- [Task to carry out]:
A word-for-word copy of the entries is needed, and it should contain no images.

[Start of Attachment]

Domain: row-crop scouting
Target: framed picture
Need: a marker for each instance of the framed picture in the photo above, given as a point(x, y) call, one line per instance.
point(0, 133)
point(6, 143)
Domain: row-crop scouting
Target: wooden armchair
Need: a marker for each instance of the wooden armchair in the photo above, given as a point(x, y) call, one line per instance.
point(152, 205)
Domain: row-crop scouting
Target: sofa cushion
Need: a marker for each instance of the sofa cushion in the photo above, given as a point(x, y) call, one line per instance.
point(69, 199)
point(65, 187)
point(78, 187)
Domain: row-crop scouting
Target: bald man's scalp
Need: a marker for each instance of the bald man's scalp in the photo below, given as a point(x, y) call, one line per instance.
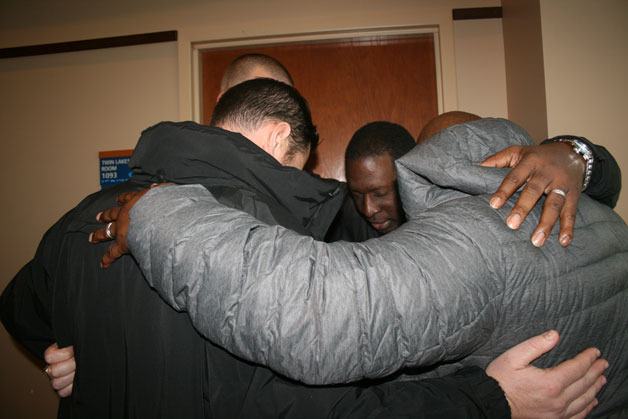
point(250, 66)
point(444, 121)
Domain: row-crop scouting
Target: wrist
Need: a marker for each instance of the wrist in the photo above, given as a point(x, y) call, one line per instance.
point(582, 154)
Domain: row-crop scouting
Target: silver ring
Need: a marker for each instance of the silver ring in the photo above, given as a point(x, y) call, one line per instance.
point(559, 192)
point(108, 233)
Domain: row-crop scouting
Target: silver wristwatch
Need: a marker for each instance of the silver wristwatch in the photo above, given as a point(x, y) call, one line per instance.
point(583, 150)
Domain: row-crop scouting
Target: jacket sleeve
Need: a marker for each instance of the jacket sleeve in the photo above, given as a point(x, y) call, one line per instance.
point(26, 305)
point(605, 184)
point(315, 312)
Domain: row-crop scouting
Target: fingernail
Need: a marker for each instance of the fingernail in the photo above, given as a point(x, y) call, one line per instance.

[End of Attachment]

- [Solution to the exercise]:
Domain: row-crop scouting
Target: framed picture
Need: a marker for each instance of the framed picture in the photo above, given as a point(x, y) call, one line per instance.
point(0, 133)
point(6, 143)
Domain: row-crop scouting
Target: wooden armchair
Need: a marker for each instance of the wooden armchair in the photo above, given as a point(x, y) call, one line per instance.
point(152, 205)
Domain: row-crop scouting
Target: sofa cushion
Need: a marker for each instance of the sofa cushion in the photo above, given as a point(x, y) call, one line per instance.
point(69, 199)
point(65, 187)
point(78, 187)
Domain: row-crop scouting
Target: bald man's scalp
Need: a marker for each instance of the bald man's scalp in the photo below, given as a point(x, y) call, one line per instance.
point(250, 66)
point(444, 121)
Domain: row-crop scouting
Target: wrist
Need: a marker for each instance of the wrist in the photo above, given as a point(x, y) call, one line per instance.
point(582, 154)
Domain: row-crop scouting
Target: silver ring
Need: a marker for each instance of the silver ring in the photo above, given as a point(x, y) call, one line per instance.
point(559, 192)
point(108, 233)
Domain: row-crop scouting
Target: silver wristwatch
Need: a marker for each instance of the silver wristwatch in the photo above, given as a point(x, y) call, one line per instance.
point(583, 150)
Domain: row-crop scouting
Target: jacket sleeve
Need: a marker for each instance of the jacket sleeve in the photo above, given as a point(x, y) call, one line per instance.
point(26, 305)
point(605, 184)
point(315, 312)
Domain: row-crop scouting
Target: fingernail
Need: a marker for each instance of the fingernail in the photo above, given as a point(x, y) call, one line per instance.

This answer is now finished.